■ Exercise task:
From the Acumos tutorial, reproduce verbatim everything from "See the onboarding" down to "Python type hints.".

■ Excerpt:
════════
Acumos Python Client Tutorial¶
This tutorial provides a brief overview of acumos
for creating
Acumos models. The tutorial is meant to be followed linearly, and some
code snippets depend on earlier imports and objects. Full examples are
available in the examples/
directory of the Acumos Python client repository.
- Importing Acumos
- Creating A Session
- A Simple Model
- Exporting Models
- Defining Types
- Using DataFrames with scikit-learn
- Declaring Requirements
- Declaring Options
- Keras and TensorFlow
- Testing Models
- More Examples
Importing Acumos¶
First import the modeling and session packages:
from acumos.modeling import Model, List, Dict, create_namedtuple, create_dataframe
from acumos.session import AcumosSession
Creating A Session¶
An AcumosSession
allows you to export your models to Acumos. You can
either dump a model to disk locally, so that you can upload it via the
Acumos website, or push the model to Acumos directly.
If you’d like to push directly to Acumos, create a session with the push_api
argument:
session = AcumosSession(push_api="https://my.acumos.instance.com/push")
See the onboarding page of your Acumos instance website to find the correct
push_api
URL to use.
If you’re only interested in dumping a model to disk, arguments aren’t needed:
session = AcumosSession()
A Simple Model¶
Any Python function can be used to define an Acumos model using Python type hints.
Let’s first create a simple model that adds two integers together. Acumos needs to know what the inputs and outputs of your functions are. We can use the Python type annotation syntax to specify the function signature.
Below we define a function add_numbers
with int
type parameters
x
and y
, and an int
return type. We then build an Acumos
model with an add
method.
Note: Function docstrings are included with your model and used for documentation, so be sure to include one!
def add_numbers(x: int, y: int) -> int:
'''Returns the sum of x and y'''
return x + y
model = Model(add=add_numbers)
Exporting Models¶
We can now export our model using the AcumosSession
object created
earlier. The push
and dump_zip
APIs are shown below. The dump_zip
method will
save the model to disk so that it can be onboarded via the Acumos website. The
push
method pushes the model directly to Acumos.
session.push(model, 'my-model')
session.dump_zip(model, 'my-model', '~/my-model.zip') # creates ~/my-model.zip
For more information on how to onboard a dumped model via the Acumos website, see the web onboarding guide.
Note: Pushing a model to Acumos will prompt you for an onboarding token if
you have not previously provided one. The interactive prompt can be avoided by
exporting the ACUMOS_TOKEN
environment variable, which corresponds to an
authentication token that can be found in your account settings on the Acumos
website.
Defining Types¶
In this example, we make a model that can read binary images and output
some metadata about them. This model makes use of a custom type
ImageShape
.
════════
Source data
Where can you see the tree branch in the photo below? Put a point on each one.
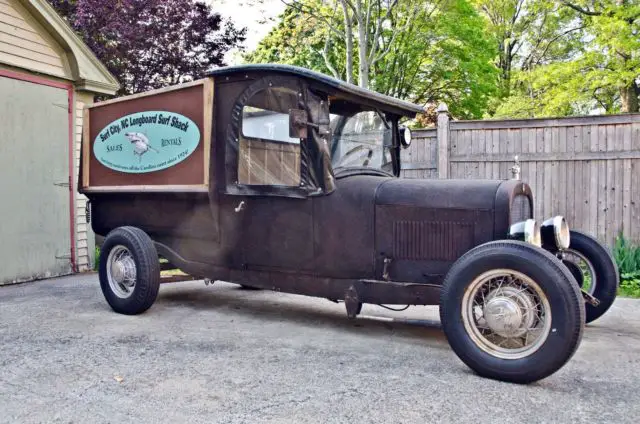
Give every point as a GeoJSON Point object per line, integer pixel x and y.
{"type": "Point", "coordinates": [325, 56]}
{"type": "Point", "coordinates": [310, 12]}
{"type": "Point", "coordinates": [580, 9]}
════════
■ Solution to the problem:
See the onboarding page of your Acumos instance website to find the correct
push_api
URL to use.
If you’re only interested in dumping a model to disk, arguments aren’t needed:
session = AcumosSession()
A Simple Model¶
Any Python function can be used to define an Acumos model using Python type hints.